═══ EXTRACT PROVIDED
With the guidance and support of the various planning departments we work with, we are incorporating more and more bike amenities and bike-friendly infrastructure into our projects.   

 

#5: Add and/or integrate medical, office, and hotels. Utilize hard to lease spaces with recreational uses such as: gyms, climbing walls, and sporting goods stores.  Incorporating co-working spaces and health clinics bring convenience and diversity to the tenant mix. Redeveloping portions of retail uses into medical, offices, and hotels create a more diverse set of uses in the district. The retail in return benefits by gaining daily visitors and foot traffic. The new offices or hotels also benefit by having walk-able convenient retail, food, and gathering places they can patronize. 

In San Diego, SGPA designed a project that encapsulates these ideas. Pacific Highlands Ranch is a 24-acre, pedestrian-friendly village center that combines affordable housing, retail, restaurants, gyms, and public spaces into one community.

Is there a perfect mix of uses in order to ensure a successful retail experience? 

Glenn Wood: No, it depends on the location and the goals of the owner and community, but increasingly fitness and food uses are becoming a large proportion the mix. 

 

#6: Include affordable housing.  Retail centers make great locations for affordable housing because of their central location and proximity to services and jobs.  A wide variety of people from all income levels can enjoy the convenience and enjoyment of living in a walk-able mixed-use environment. Affordable housing developers are receptive to including retail and services on the ground floor of the buildings, so these projects can help anchor a new mixed-use district. With the state density bonus law and other recent streamlining laws, it is becoming easier and faster to entitle projects that incorporate affordable housing. For this reason, more market rate developers are integrating affordable components into their developments.

Quetzal Gardens is a 71-unit mixed-use, affordable family housing building that will help to transform its neighborhood in East San Jose into a walk-able, transit-oriented community. This mixed-use building on a new bus rapid transit line is replacing a commercial center and parking lot with residences over a large ground floor retail and commercial space facing a neighborhood plaza.
══════
═══ EXTRACTED MATERIAL
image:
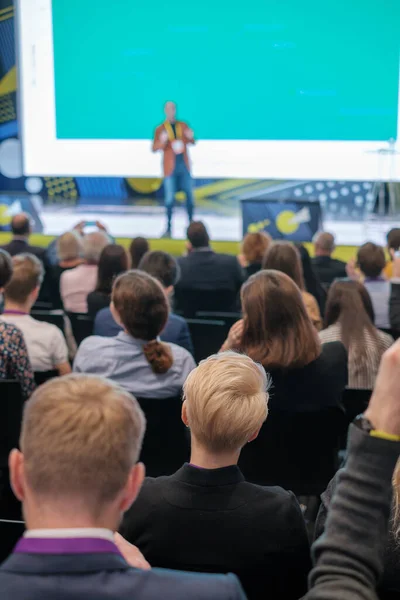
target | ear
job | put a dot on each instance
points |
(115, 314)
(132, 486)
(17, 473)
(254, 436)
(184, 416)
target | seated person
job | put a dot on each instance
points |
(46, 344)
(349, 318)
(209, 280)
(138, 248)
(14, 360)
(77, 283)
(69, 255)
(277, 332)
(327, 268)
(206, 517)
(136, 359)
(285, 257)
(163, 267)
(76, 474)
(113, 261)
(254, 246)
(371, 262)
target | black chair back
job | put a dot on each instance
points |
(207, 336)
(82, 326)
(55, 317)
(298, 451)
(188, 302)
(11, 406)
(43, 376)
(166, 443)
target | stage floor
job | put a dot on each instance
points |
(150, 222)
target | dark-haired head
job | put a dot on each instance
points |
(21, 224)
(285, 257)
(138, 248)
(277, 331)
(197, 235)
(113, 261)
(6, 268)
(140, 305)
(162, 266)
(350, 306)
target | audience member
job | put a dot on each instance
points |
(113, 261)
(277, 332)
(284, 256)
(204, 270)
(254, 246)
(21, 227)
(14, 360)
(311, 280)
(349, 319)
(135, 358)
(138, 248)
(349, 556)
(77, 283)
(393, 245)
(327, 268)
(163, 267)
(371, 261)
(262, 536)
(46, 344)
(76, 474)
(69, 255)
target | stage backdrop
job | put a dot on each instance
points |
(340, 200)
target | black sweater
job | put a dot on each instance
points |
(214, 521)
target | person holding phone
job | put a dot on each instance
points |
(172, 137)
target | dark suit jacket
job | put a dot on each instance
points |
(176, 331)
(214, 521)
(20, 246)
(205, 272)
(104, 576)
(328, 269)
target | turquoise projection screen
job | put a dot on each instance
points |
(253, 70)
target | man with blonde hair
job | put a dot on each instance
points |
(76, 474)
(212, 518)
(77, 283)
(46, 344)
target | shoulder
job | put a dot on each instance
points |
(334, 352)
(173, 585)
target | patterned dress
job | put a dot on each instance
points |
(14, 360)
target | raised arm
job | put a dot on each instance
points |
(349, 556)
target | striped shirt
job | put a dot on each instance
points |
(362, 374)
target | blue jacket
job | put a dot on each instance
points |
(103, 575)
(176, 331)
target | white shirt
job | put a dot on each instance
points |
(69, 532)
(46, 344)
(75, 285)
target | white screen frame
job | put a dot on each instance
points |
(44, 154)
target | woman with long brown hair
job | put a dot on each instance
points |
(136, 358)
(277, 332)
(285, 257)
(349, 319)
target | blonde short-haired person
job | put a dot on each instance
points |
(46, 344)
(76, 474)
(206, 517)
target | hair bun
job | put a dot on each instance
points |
══════
═══ EXTRACTED MATERIAL
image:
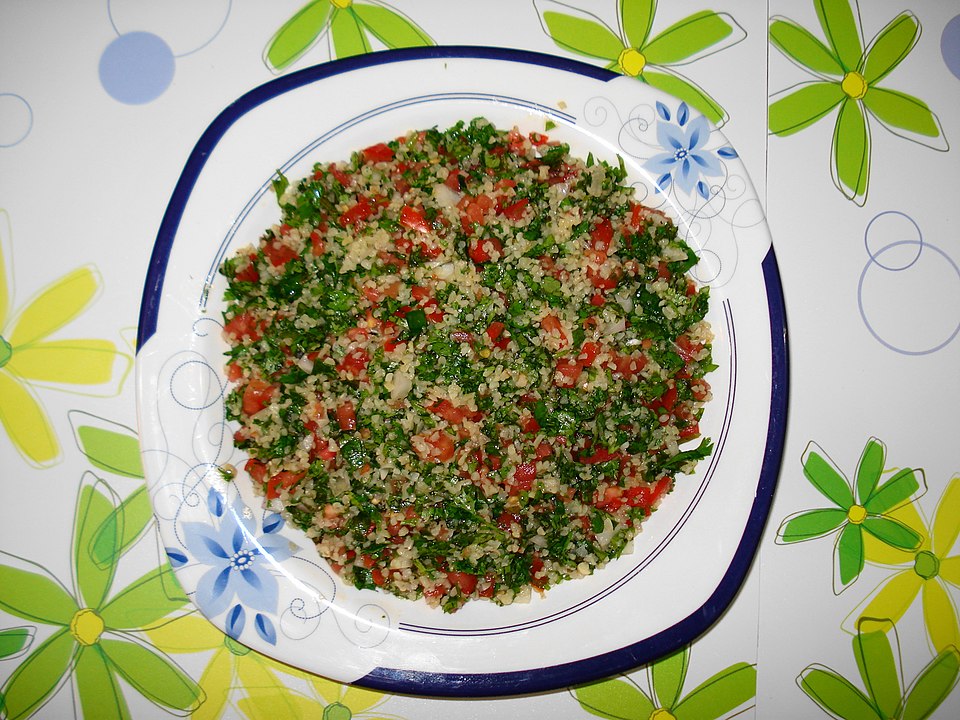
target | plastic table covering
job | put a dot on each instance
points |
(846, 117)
══════
═══ EXTRACTED MATERIAL
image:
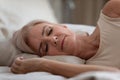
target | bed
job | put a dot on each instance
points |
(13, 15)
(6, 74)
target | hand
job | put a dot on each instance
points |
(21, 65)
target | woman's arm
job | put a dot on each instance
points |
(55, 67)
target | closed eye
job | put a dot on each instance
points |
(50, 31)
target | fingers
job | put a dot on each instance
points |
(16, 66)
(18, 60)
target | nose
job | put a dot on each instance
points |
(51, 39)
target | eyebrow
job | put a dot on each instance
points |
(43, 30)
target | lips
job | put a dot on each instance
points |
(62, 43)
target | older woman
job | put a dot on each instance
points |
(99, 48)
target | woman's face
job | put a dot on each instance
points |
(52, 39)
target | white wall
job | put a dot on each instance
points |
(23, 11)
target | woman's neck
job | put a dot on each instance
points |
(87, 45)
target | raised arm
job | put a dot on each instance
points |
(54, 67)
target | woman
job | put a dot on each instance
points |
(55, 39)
══════
● REQUIRED ACTION 1:
Could you repeat the part of the retail redevelopment article starting with "In San Diego, SGPA" and going on through "proportion the mix."?
● REQUIRED ACTION 2:
Can you carry on with the retail redevelopment article from the point where it stops?
None of these lines are needed.

● EXPECTED OUTPUT 1:
In San Diego, SGPA designed a project that encapsulates these ideas. Pacific Highlands Ranch is a 24-acre, pedestrian-friendly village center that combines affordable housing, retail, restaurants, gyms, and public spaces into one community.

Is there a perfect mix of uses in order to ensure a successful retail experience? 

Glenn Wood: No, it depends on the location and the goals of the owner and community, but increasingly fitness and food uses are becoming a large proportion the mix.

● EXPECTED OUTPUT 2:
#7: Reconnect the street network.  Many retail centers are large and span the size of multiple city blocks. Redevelopment provides an opportunity to remove large expanses of parking and create streets that connect with the adjacent street grid. This creates smaller, more walk-able blocks and better integrates the area with the larger community. New streets can be attractively designed with large shade trees and should carefully integrate landscaping, stormwater treatment, utilities, parking, sidewalks, and bike lanes. To bring life to the streets at the ground floor, units can have stoops and porches facing the street, while retail shops, entertainment, and restaurants can be grouped together to create a social heart for the community.   

One of SGPA’s mixed-use projects at Westlake Shopping Center is in the first phase of what can eventually become a more walk-able, mixed-use retail village once subsequent phases are completed. The ground floor is designed for several large restaurants, shops, and food tenants with outdoor dining patios facing the street. In addition, the upper floors contain 179 market-rate rental units grouped around two landscaped courtyards.

 

#8: Make it memorable. To compete with online retail, physical places particularly have to provide great experiences. It is important to create warm and comfortable places to gather and socialize around food and entertainment. Thoughtfully designing public art, more landscaping, better lighting, and higher quality architecture into the project can add beauty and life to our environment and create more memorable places.

In closing, we see retail centers as opportunities to build better cities and communities, provide much-needed housing options close to jobs, and strengthen retail to meet today’s needs. At SGPA, we enjoy collaborating with owners to unlock the unrealized value of every location. There is no single formula for reinventing retail, but by understanding the unique strengths and opportunities of each site and employing these ideas we can help open up exciting new possibilities.